(Text shown):
• • • • • • •
You have to love a market that, when faced with seemingly insurmountable contradictions in business and technology trends, proceeds to generate new ones unapologetically. We had that yesterday with the story that Sprint was considering shutting down the WIMAX assets of Clearwire, then another story that Google might be aiming to be an MVNO. So how is it that wireless is “good” for Google and bad for Sprint? Is it just WIMAX or something else?
WIMAX is a licensed wireless technology (at least in Clearwater form) that is likely best to support the access of “migratory” users rather than “mobile” ones, using laptops or tablets and not phones. You could think of it as a kind of for-fee super-WiFi that could cover a much larger geography. It’s that angle that seems to make Sprint’s decision odd—if people are jumping all over hospitality WiFi, then why kill off it’s bigger brother?
The probable reason is that hospitality WiFi is killing it. There are only a finite number of places where yuppies and bored teens can roost to get online, and in most cases the establishments themselves are using WiFi access to attract them. It’s free. There are other locations like airports where network operators, cable companies or even municipalities have provided WiFi access that’s free or at least has only a modest episodic cost. Sure, these choices aren’t going to cover that wonderful park in the city or a nice bench along the river, but they cover enough to dampen the whole WIMAX business model.
And remember, you don’t have to say that there’s no value for WIMAX, only that the spectrum would be more valuable if you used it for 4G, and that’s the deciding factor here I think. If you look at return-on-cell, LTE is likely to do you more good, given the hospitality WiFi competition I’ve already noted. So what this says is that the mobile user is more valuable than the migratory user.
But what can we deduce about Google’s purported interest in being an MVNO; there’s no spectrum or spectrum value involved? For those who don’t know what that is, an MVNO is a Mobile Virtual Network Operator, a retail carrier who buys capacity on somebody’s wireless network to serve their customers instead of building out their own network. Obviously Google would have to pay the wholesale partner for that capacity and the margins would be thin. If Google picked only one partner they’d probably alienate every other carrier, who might then punish Google by removing or weakening their support for Android. It’s said that Google is interested in offering its wireless MVNO service in its “Google Fiber” footprint locations, but that’s kind of impossible unless you think a mobile user in that footprint would never go anywhere else. Google has to market and support any MVNO service nationally, IMHO.
What Google gains from MVNO status in my view isn’t fiber-footprint competition with the incumbent LECs. Anyone who thinks Google wants to be a general access provider is delusional. The current guys would fall into fits of unbridled joy at the mere prospect of such a move from Google because Google’s margins on that kind of business would be razor-thin and they’d have to become opponents of neutrality just to stay alive. Nor do they want to compete with the wireless carriers; how could you undercut the guy you’re buying from, and anyway who has more wiggle room to operate at thin margins, Google or a LEC?
• • • • • • •
(Data records):

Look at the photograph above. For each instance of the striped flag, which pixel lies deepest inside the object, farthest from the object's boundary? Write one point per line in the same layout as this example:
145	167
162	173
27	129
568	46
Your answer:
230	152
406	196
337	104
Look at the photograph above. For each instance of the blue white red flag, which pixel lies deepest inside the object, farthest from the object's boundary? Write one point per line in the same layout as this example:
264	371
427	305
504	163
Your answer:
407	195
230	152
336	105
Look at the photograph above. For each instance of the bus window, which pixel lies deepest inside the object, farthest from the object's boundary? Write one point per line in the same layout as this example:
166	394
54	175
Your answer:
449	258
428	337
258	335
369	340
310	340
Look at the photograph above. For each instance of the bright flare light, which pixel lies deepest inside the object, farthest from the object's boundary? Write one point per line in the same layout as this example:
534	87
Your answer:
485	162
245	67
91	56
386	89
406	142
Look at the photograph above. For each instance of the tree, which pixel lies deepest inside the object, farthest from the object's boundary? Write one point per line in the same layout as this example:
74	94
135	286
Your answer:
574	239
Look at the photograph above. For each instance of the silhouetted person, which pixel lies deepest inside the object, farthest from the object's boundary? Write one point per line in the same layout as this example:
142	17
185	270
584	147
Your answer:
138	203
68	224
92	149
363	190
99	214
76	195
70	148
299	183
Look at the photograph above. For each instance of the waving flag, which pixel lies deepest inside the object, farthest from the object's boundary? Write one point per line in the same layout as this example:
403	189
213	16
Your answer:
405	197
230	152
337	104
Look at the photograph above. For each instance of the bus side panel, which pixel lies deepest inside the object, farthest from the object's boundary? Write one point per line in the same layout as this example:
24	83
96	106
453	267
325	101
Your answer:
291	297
• • • • • • •
(Task instructions): Carry on the commentary above on Sprint's WiMAX decision and Google's possible MVNO plans, starting right after its last sentence.

(Response to this task):
What’s likely underneath Google’s move is leveraging its brand. Google wants to have a success in IPTV. It wants to be a giant in mobile LBS, in advertising in general. But deep inside Google knows that at some point every OTT player has the same underlying problem, which is that the global budget for advertising won’t keep their stockholders happy even if it all gets turned into online ad revenue. The fact is that online advertising is probably lowering adspend because advertisers use online capabilities to target more tightly, reducing their costs overall. If you stay ad-driven you’re a termite in a lifeboat—you inevitably eat your salvation. Google has to sell something at some point. Selling means exploiting your brand.
But there are two questions arising from this. First, Google could unquestionably deploy WiFi on a large scale, and has already done deals with retail chains and also “Muni-Fi” deals. Given that most people do content-viewing and real searching while roosting rather than walking, could Google get more traction from its own WiFi? Second, what is it that Google might sell to leverage with an MVNO deal?
The answers here could be related. If you assume Google’s primary target isn’t the migratory user but the true mobile user, then it makes sense to think in terms of MVNO rather than to think about WiFi. And second, if you assume that Google wants to sell contextual services to mobile users, then everything makes sense.
Contextual services are services that are designed to recognize what the user is doing when they make a request. A user’s location is part of context, and so is the location of other users who are close socially, and local traffic conditions and weather conditions and perhaps who’s being called or chatted/SMSed with. Google has a lot of stuff that establishes context in a search or query sense, and they may just be thinking about leveraging all of that stuff to create one or more mobile-paid services.
Microsoft’s Cortana personal assistant is something that just might have generated some Google concern, and of course there’s Apple’s Siri. Everyone is trying to get to the “Her” stage, a personal agent that can accept speech questions and provide answers. As I said in an earlier blog, “Her” is a Hollywood dream if you want to get gestalt with the gadget, but you could narrow the interpretive/response range if you could assume context generated the question. Might Google see contextual agent applications as their money tree? If they do, then MVNO makes sense for them.